*** Opening of Task inputs ***

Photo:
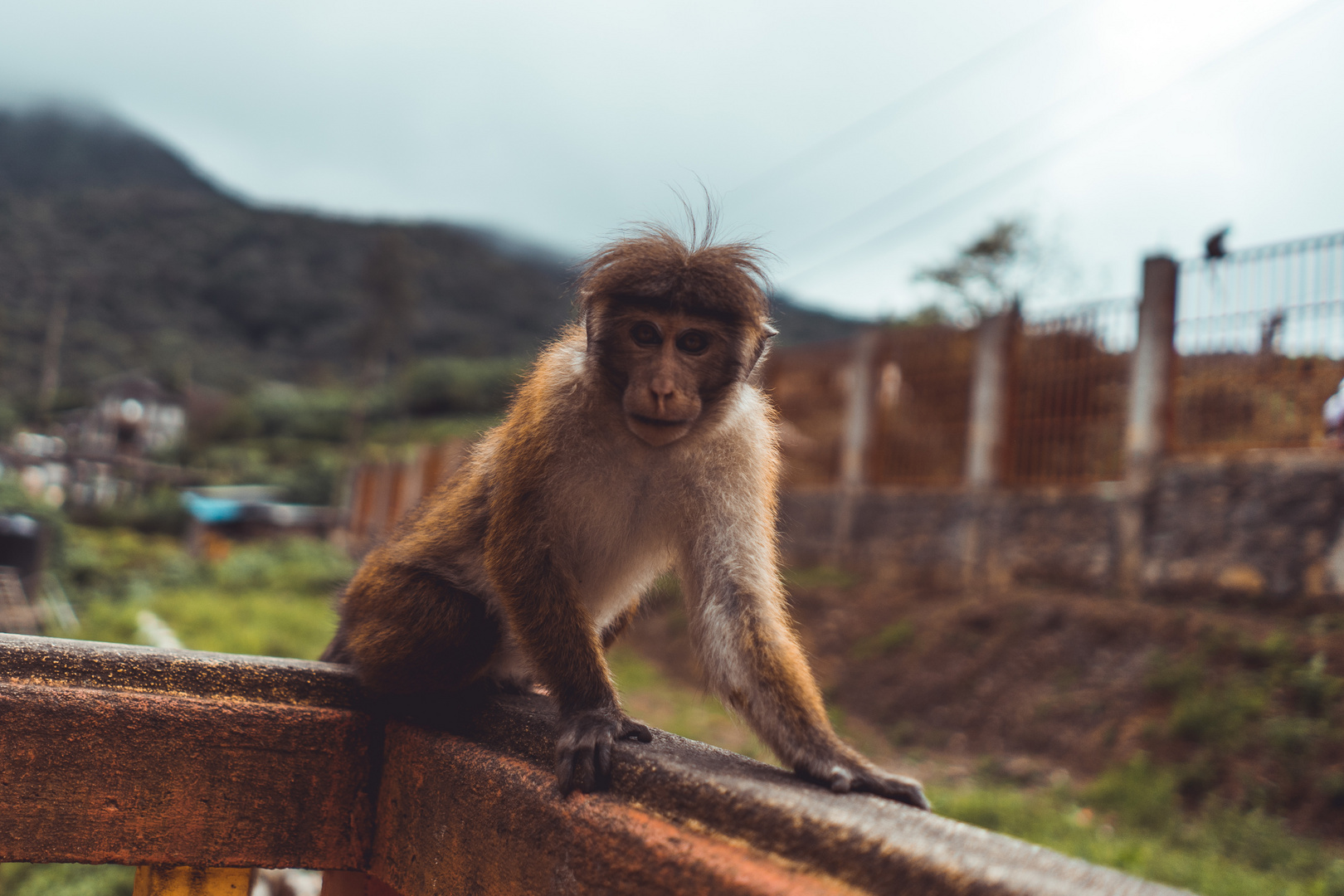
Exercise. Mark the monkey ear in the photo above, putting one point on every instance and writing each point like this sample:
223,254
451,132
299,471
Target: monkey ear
767,334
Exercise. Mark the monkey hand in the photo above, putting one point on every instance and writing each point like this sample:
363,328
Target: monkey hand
845,770
583,747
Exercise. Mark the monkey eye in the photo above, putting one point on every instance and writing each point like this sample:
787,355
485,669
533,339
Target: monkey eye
693,342
645,334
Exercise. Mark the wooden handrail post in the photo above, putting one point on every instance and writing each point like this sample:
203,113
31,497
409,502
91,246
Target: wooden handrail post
854,446
986,431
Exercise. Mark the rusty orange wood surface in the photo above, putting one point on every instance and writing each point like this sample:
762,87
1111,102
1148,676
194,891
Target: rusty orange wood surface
145,757
100,774
455,817
167,880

*** Close of Task inputs ***

== Exercise goal ==
Pull out every line above that holds the word "each".

== Task solution ==
Exercise. Mark the monkey ear in the photo above, putting one point on every instance and writing each point like this sample:
Exercise. Mark the monkey hand in the photo above, putting one point on every instance and writing each point like this sample:
Exercise. Mark the monkey eye in the photo above, putting one point on every instance and writing each point like this sample:
Exercise. Mark the wooden handrail post in the photo above, putting one point on every instance and writing each point like this sample:
Exercise. Mark the rusty orange wood surface in the photo above, putting one point on every instance and writing each point like this sample:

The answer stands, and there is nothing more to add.